--- AVAILABLE RECORDS ---
=== Begin Enclosure ===
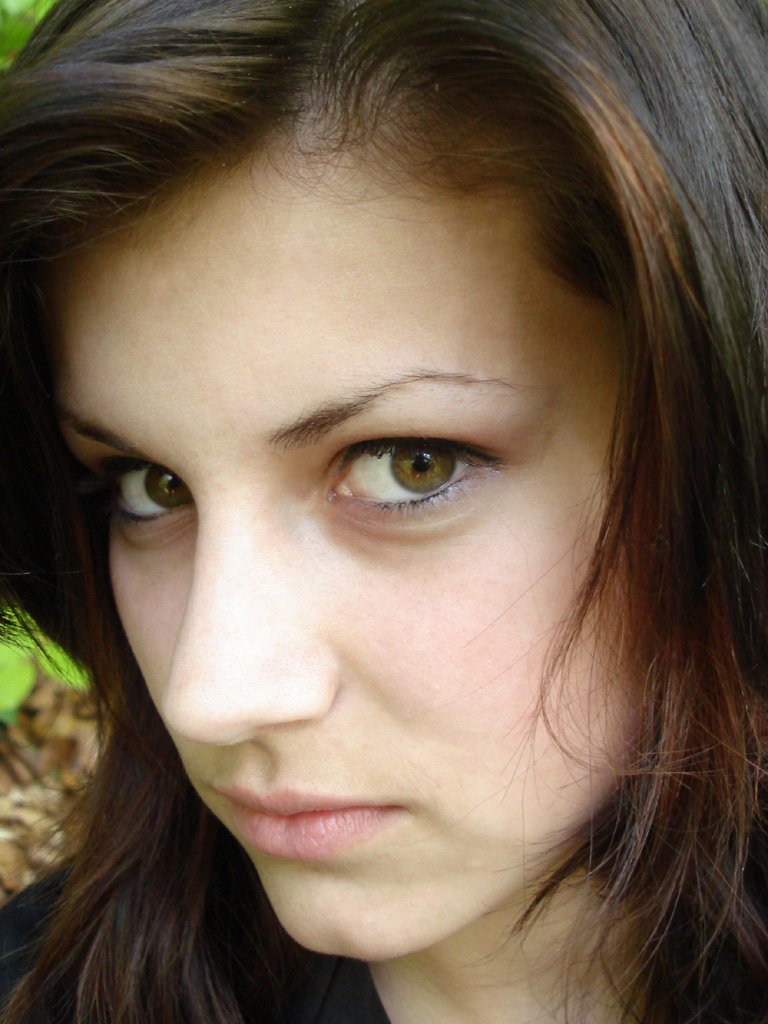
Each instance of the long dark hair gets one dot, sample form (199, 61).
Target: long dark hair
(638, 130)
=== End Enclosure ===
=== Begin Enclosure ===
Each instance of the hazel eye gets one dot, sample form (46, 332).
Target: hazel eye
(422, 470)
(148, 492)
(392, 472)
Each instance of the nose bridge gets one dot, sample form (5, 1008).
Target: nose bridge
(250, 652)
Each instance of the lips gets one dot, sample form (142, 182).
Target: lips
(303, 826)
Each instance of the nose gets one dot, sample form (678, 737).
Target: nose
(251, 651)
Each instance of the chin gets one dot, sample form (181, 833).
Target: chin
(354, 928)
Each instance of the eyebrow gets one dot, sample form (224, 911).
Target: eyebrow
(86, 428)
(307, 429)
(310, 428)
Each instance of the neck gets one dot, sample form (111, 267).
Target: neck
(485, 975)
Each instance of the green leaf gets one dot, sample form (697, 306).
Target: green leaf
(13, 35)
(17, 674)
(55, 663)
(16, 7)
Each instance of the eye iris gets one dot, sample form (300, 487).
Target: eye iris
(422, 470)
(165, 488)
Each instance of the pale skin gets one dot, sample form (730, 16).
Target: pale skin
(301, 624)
=== End Enclosure ===
Every line of the listing that holds the word "sample" should be counted. Please give that number only.

11